Work to be completed: Below is a listing to transcribe in full and exactly; keep the pictures out.

Coordinate labeling data:
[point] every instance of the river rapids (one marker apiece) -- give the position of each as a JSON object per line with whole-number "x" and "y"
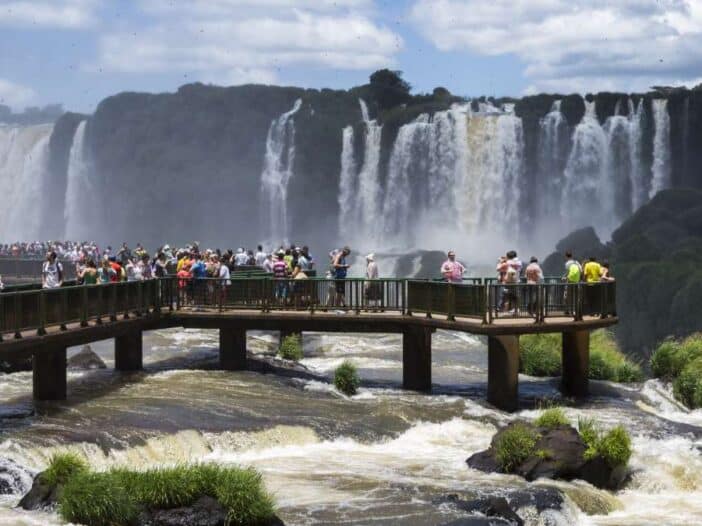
{"x": 384, "y": 456}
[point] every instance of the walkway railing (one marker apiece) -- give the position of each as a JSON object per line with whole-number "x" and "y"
{"x": 27, "y": 310}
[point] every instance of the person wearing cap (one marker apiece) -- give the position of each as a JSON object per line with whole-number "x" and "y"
{"x": 373, "y": 291}
{"x": 452, "y": 270}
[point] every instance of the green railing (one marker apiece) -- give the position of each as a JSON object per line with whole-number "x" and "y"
{"x": 26, "y": 310}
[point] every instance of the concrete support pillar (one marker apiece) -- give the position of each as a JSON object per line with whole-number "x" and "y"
{"x": 284, "y": 334}
{"x": 49, "y": 374}
{"x": 128, "y": 352}
{"x": 232, "y": 349}
{"x": 416, "y": 358}
{"x": 576, "y": 363}
{"x": 503, "y": 372}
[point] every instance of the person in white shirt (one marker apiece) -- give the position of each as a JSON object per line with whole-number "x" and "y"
{"x": 52, "y": 272}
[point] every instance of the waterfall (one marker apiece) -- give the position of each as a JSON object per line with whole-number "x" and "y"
{"x": 661, "y": 147}
{"x": 586, "y": 195}
{"x": 347, "y": 185}
{"x": 24, "y": 158}
{"x": 80, "y": 200}
{"x": 552, "y": 156}
{"x": 489, "y": 197}
{"x": 369, "y": 187}
{"x": 278, "y": 166}
{"x": 639, "y": 193}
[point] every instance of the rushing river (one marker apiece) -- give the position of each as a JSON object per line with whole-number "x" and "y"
{"x": 384, "y": 456}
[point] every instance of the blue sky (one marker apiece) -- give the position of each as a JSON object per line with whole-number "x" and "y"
{"x": 76, "y": 52}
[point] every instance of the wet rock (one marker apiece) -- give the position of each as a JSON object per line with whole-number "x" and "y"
{"x": 15, "y": 365}
{"x": 86, "y": 359}
{"x": 206, "y": 511}
{"x": 42, "y": 495}
{"x": 13, "y": 478}
{"x": 558, "y": 454}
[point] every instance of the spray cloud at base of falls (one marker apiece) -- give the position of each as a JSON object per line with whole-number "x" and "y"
{"x": 278, "y": 166}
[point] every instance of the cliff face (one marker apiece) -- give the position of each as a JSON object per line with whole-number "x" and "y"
{"x": 187, "y": 166}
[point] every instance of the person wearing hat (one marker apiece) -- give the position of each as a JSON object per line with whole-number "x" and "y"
{"x": 373, "y": 291}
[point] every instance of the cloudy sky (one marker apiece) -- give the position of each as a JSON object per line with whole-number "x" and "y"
{"x": 76, "y": 52}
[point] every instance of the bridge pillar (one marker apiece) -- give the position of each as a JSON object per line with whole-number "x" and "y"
{"x": 232, "y": 349}
{"x": 503, "y": 372}
{"x": 576, "y": 363}
{"x": 416, "y": 358}
{"x": 128, "y": 352}
{"x": 49, "y": 374}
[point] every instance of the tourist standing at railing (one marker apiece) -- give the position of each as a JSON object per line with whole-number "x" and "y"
{"x": 340, "y": 268}
{"x": 52, "y": 272}
{"x": 605, "y": 275}
{"x": 452, "y": 270}
{"x": 534, "y": 276}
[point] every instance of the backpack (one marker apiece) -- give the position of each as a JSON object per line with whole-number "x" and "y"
{"x": 574, "y": 273}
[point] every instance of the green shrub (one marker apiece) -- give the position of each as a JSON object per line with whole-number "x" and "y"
{"x": 552, "y": 418}
{"x": 608, "y": 362}
{"x": 514, "y": 446}
{"x": 662, "y": 359}
{"x": 291, "y": 348}
{"x": 97, "y": 499}
{"x": 62, "y": 467}
{"x": 346, "y": 378}
{"x": 540, "y": 354}
{"x": 116, "y": 497}
{"x": 687, "y": 387}
{"x": 242, "y": 493}
{"x": 615, "y": 447}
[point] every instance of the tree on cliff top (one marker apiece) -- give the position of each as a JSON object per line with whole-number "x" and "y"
{"x": 389, "y": 89}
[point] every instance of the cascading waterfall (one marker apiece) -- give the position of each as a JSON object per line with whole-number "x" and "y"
{"x": 638, "y": 178}
{"x": 80, "y": 188}
{"x": 586, "y": 174}
{"x": 347, "y": 185}
{"x": 661, "y": 147}
{"x": 278, "y": 166}
{"x": 24, "y": 158}
{"x": 369, "y": 187}
{"x": 554, "y": 142}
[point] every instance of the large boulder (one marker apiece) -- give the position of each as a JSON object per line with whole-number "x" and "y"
{"x": 86, "y": 359}
{"x": 559, "y": 453}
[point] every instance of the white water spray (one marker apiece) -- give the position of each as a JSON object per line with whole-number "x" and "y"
{"x": 278, "y": 166}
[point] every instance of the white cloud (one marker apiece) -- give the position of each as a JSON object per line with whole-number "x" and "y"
{"x": 249, "y": 40}
{"x": 15, "y": 95}
{"x": 67, "y": 14}
{"x": 568, "y": 45}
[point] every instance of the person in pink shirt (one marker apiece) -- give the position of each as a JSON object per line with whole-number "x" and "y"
{"x": 452, "y": 270}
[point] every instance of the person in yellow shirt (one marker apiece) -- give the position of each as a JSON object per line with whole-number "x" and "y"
{"x": 592, "y": 271}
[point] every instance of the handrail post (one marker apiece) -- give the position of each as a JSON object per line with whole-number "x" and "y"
{"x": 41, "y": 331}
{"x": 64, "y": 309}
{"x": 84, "y": 306}
{"x": 18, "y": 313}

Exercise output:
[point] every instance of the river rapids (one marker apiece) -- give the position of each as a JSON object per line with whole-number "x" and "y"
{"x": 384, "y": 456}
[point] every instance of the walkway railing (one marker apiece) -- give the position of each as a JSON object per line with whole-number "x" and "y"
{"x": 27, "y": 310}
[point] every instance of the person wearing cap (one marker apiece) -- give the position of each as a JSON object per line with whole-number "x" and "y"
{"x": 373, "y": 291}
{"x": 452, "y": 270}
[point] every instance of the green railing (one marker apiece) -- give the position of each as a JSON object per line with whole-number "x" and "y"
{"x": 26, "y": 310}
[point] every instance of the concrete support pillar (one marker apiece) -- give the position of each as a JSON object per line with whole-number "x" and "y"
{"x": 284, "y": 334}
{"x": 49, "y": 374}
{"x": 128, "y": 352}
{"x": 232, "y": 349}
{"x": 416, "y": 358}
{"x": 576, "y": 363}
{"x": 503, "y": 372}
[point] every instance of the person in white shirt (one marker apiece) -- give the position of each as a JSON object per line with whole-number "x" and "y"
{"x": 52, "y": 272}
[point] every instance of the waterfall (one marker apiece) -- give the position of each as a JSON object per line with whole-number "x" and "y"
{"x": 661, "y": 147}
{"x": 586, "y": 195}
{"x": 347, "y": 185}
{"x": 24, "y": 158}
{"x": 80, "y": 200}
{"x": 552, "y": 156}
{"x": 489, "y": 197}
{"x": 369, "y": 187}
{"x": 278, "y": 166}
{"x": 639, "y": 193}
[point] every instance of the rushing river (one marker apiece) -- give the position of each as a JSON object per line with whole-number "x" and "y"
{"x": 384, "y": 456}
[point] every instance of the blue sky (one marker apiece) -- give the position of each as a JSON object per line with whole-number "x" and "y"
{"x": 76, "y": 52}
[point] every instance of the wet rock (one marker apiece) -- give the position of each as a JSON object per line with whole-number "x" and "y"
{"x": 15, "y": 365}
{"x": 86, "y": 359}
{"x": 206, "y": 511}
{"x": 42, "y": 495}
{"x": 13, "y": 478}
{"x": 558, "y": 454}
[point] every instance of the spray cloud at base of falls (one marker apiece) -- give the position of each as a JSON object per line with whole-number "x" and "y"
{"x": 278, "y": 166}
[point] every instance of the cliff face (one marker apiece) -- give the position of each as a JSON object per line with whole-number "x" and "y"
{"x": 187, "y": 166}
[point] every instance of the person wearing hat (one marker apiece) -- give the position of each as a JSON object per line with whole-number "x" and "y"
{"x": 373, "y": 291}
[point] every instance of the cloudy sky (one marker apiece) -- give the position of each as a JSON object per line with whole-number "x" and "y"
{"x": 76, "y": 52}
[point] every instance of the bridge pillar (one marker apiece) -- give the position of each as a JSON object per line with whole-number "x" and "y"
{"x": 232, "y": 349}
{"x": 503, "y": 372}
{"x": 576, "y": 363}
{"x": 416, "y": 358}
{"x": 128, "y": 352}
{"x": 49, "y": 374}
[point] every instance of the tourist standing at railing (one marker apiece) -- give the position of each as a JSON object per line with whole-number "x" and "y"
{"x": 340, "y": 268}
{"x": 52, "y": 272}
{"x": 605, "y": 275}
{"x": 452, "y": 270}
{"x": 534, "y": 276}
[point] every instance of the backpack (one marker apiece) -- give the position of each as a JSON object per line with whole-number "x" and "y"
{"x": 574, "y": 273}
[point] every instance of the green shrub (one marker apiece) -- give the position of each as a JSON object per line with whole-number "x" and "y"
{"x": 552, "y": 418}
{"x": 608, "y": 362}
{"x": 514, "y": 446}
{"x": 662, "y": 359}
{"x": 291, "y": 348}
{"x": 97, "y": 499}
{"x": 62, "y": 467}
{"x": 346, "y": 378}
{"x": 540, "y": 354}
{"x": 116, "y": 497}
{"x": 687, "y": 387}
{"x": 242, "y": 493}
{"x": 615, "y": 447}
[point] every instance of the tree on cliff top (one marker apiece) -- give the position of each as a JSON object per line with whole-number "x" and "y"
{"x": 389, "y": 89}
[point] every instance of the cascading waterfall (one marker apiece) -- give the position of each as a JSON object per line with whole-number "x" and "y"
{"x": 638, "y": 178}
{"x": 80, "y": 188}
{"x": 586, "y": 174}
{"x": 347, "y": 185}
{"x": 661, "y": 147}
{"x": 278, "y": 166}
{"x": 24, "y": 158}
{"x": 369, "y": 187}
{"x": 554, "y": 142}
[point] every instance of the large boulder (one marker apiece) -- give the position of each as a JSON object per line with whole-number "x" and "y"
{"x": 86, "y": 359}
{"x": 559, "y": 453}
[point] every instance of the white water spray (one marker apiece) -- give the position of each as a JSON object per line with whole-number "x" and "y"
{"x": 278, "y": 166}
[point] every instance of the white cloud (one marker apiece) -- give the position of each as a JSON object per line with whole-number "x" and "y"
{"x": 249, "y": 40}
{"x": 15, "y": 95}
{"x": 67, "y": 14}
{"x": 568, "y": 45}
[point] every instance of the person in pink shirt (one marker apiece) -- give the position of each as a JSON object per line with whole-number "x" and "y"
{"x": 452, "y": 270}
[point] every instance of the person in yellow shirt (one marker apiece) -- give the position of each as a JSON object per line with whole-number "x" and "y"
{"x": 592, "y": 271}
[point] every instance of the handrail post (one marker apiece) -- give the position of each as a JSON object per line with whole-number "x" and "y"
{"x": 41, "y": 331}
{"x": 64, "y": 309}
{"x": 84, "y": 306}
{"x": 18, "y": 313}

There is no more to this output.